What to produce: Please list every line of the material below that contains the word "clicks", copying each line in full.

☆ ☆ ☆ ☆ ☆ ☆ ☆

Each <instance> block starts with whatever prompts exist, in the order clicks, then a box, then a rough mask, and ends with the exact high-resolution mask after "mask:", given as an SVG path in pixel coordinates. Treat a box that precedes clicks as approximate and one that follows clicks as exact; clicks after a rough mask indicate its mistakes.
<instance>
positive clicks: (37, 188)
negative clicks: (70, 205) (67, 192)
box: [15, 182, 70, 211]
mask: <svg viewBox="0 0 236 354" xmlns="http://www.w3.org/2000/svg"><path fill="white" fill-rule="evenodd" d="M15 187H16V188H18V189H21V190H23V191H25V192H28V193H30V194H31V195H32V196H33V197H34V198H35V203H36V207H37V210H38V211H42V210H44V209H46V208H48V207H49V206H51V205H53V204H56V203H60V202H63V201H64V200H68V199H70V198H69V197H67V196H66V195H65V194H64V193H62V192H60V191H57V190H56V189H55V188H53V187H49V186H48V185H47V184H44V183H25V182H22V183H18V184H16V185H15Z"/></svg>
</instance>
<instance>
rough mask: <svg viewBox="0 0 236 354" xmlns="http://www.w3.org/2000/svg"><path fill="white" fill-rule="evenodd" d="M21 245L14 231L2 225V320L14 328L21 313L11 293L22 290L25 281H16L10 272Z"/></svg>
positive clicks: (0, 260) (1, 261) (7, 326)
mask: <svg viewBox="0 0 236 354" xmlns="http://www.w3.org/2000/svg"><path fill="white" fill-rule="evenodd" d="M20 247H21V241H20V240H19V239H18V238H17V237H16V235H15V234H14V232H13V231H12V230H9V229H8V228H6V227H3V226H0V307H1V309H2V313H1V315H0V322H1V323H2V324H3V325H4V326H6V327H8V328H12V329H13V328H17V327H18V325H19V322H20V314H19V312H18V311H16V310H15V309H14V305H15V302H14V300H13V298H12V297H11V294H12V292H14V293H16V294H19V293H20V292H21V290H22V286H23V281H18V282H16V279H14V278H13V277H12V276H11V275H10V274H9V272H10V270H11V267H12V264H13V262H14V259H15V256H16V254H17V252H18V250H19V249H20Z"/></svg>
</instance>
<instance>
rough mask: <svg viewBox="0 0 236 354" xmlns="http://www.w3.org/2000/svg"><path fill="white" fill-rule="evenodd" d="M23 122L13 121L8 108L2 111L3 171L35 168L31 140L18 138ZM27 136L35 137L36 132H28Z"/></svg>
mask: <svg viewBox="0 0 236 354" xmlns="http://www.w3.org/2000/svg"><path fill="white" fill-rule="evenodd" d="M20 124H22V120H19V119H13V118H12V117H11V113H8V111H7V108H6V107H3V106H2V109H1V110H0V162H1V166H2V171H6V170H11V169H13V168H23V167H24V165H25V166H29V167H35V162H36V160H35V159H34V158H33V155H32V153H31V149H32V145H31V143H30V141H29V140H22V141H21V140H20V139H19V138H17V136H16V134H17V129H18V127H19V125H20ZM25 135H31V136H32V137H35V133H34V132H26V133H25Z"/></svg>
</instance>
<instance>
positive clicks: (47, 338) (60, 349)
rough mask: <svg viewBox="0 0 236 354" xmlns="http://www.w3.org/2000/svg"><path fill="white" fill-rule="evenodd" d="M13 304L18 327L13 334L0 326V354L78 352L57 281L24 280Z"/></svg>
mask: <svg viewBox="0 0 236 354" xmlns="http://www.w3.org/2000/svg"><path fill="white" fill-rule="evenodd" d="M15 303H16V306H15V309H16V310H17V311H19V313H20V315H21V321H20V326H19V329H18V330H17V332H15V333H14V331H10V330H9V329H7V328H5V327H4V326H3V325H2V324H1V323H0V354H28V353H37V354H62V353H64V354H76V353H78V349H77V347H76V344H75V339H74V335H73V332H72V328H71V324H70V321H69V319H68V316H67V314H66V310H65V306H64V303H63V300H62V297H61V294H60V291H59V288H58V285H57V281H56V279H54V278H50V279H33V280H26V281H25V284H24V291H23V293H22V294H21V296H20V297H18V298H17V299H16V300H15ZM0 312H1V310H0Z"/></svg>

☆ ☆ ☆ ☆ ☆ ☆ ☆

The completed task:
Each <instance> block starts with whatever prompts exist, in the order clicks, then a box, then a rough mask, and ends with the exact high-resolution mask after "mask:", given as an SVG path in pixel coordinates. Treat a box that precedes clicks as approximate and one that follows clicks as exact; clicks after a rough mask indicate its mistakes.
positive clicks: (37, 188)
negative clicks: (70, 205) (67, 192)
positive clicks: (0, 260) (1, 261) (7, 326)
positive clicks: (47, 338) (60, 349)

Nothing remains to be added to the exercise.